Reading text:
# flickering lights ...



## krisply (Oct 12, 2010)

hello Folks

is it completely normal for the 12v lights to flicker (even when any of the boiler, blown air, water pump, or electric step are operating? 
I charged the two 100Ah leisure batteries outside of the vehicle on a mains charger so they got as good a charge as they will ever get.

thanks,
kris


----------



## brillopad (Mar 4, 2008)

Yes


----------



## MrsW (Feb 8, 2009)

Yes, ours does the same on battery. Should work without dipping or flickering on mains power.


----------



## Fatalhud (Mar 3, 2006)

When on Battery power only, they will dip when another load is applied.
I did have a problem with my lights flickering not dipping/dimming, and it turned out to be a joint under the van that had let water in and corroded
Alan H


----------



## CliveMott (Mar 10, 2008)

They should NOT dim or flicker unless it happens as something else starts up in wich case the starting load of the other service can cause a momentary depression of battery voltage.
But
If you have modern LED lighting each LED unit includes a regulator and these LED lights should not flicker. 

C.


----------



## mikebeaches (Oct 18, 2008)

CliveMott said:


> They should NOT dim or flicker unless it happens as something else starts up in wich case the starting load of the other service can cause a momentary depression of battery voltage.
> But
> If you have modern LED lighting each LED unit includes a regulator and these LED lights should not flicker.
> 
> C.


Our van has a large central LED overhead light fitted as standard. It flickers a lot, in fact almost flashes, when we turn on the diesel heater. Once the heater is up and running fully, the flickering pretty much stops.


----------

Data excerpt:
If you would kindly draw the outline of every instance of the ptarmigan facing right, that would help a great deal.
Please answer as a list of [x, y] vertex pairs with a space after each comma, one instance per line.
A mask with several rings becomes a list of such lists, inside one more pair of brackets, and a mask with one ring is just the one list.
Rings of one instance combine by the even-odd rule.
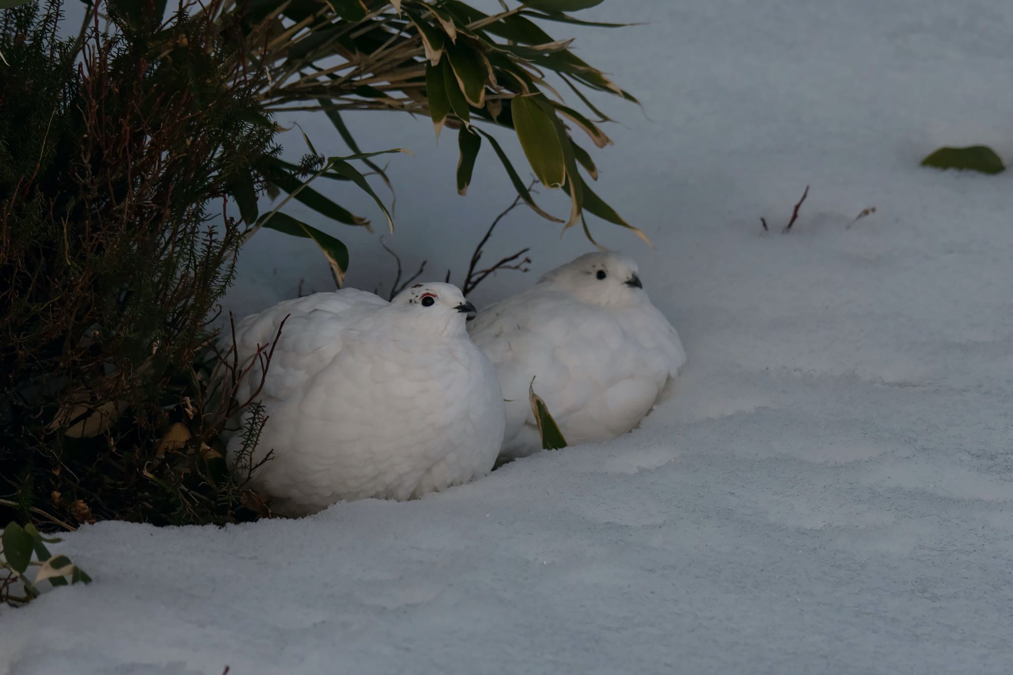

Exercise requirements:
1 > From the forum thread on flickering lights, reproduce word for word the passage from "is it completely" to "(Mar 4, 2008)".
2 > Condense the paragraph in the flickering lights thread that begins "Our van has a large central LED overhead light" into a single shorter sentence that keeps its main facts.

Answers:
1 >
is it completely normal for the 12v lights to flicker (even when any of the boiler, blown air, water pump, or electric step are operating? 
I charged the two 100Ah leisure batteries outside of the vehicle on a mains charger so they got as good a charge as they will ever get.

thanks,
kris


----------



## brillopad (Mar 4, 2008)

2 > The van's standard central LED overhead light flickers heavily, almost flashing, when the diesel heater is turned on, and the flickering mostly stops once the heater is fully running.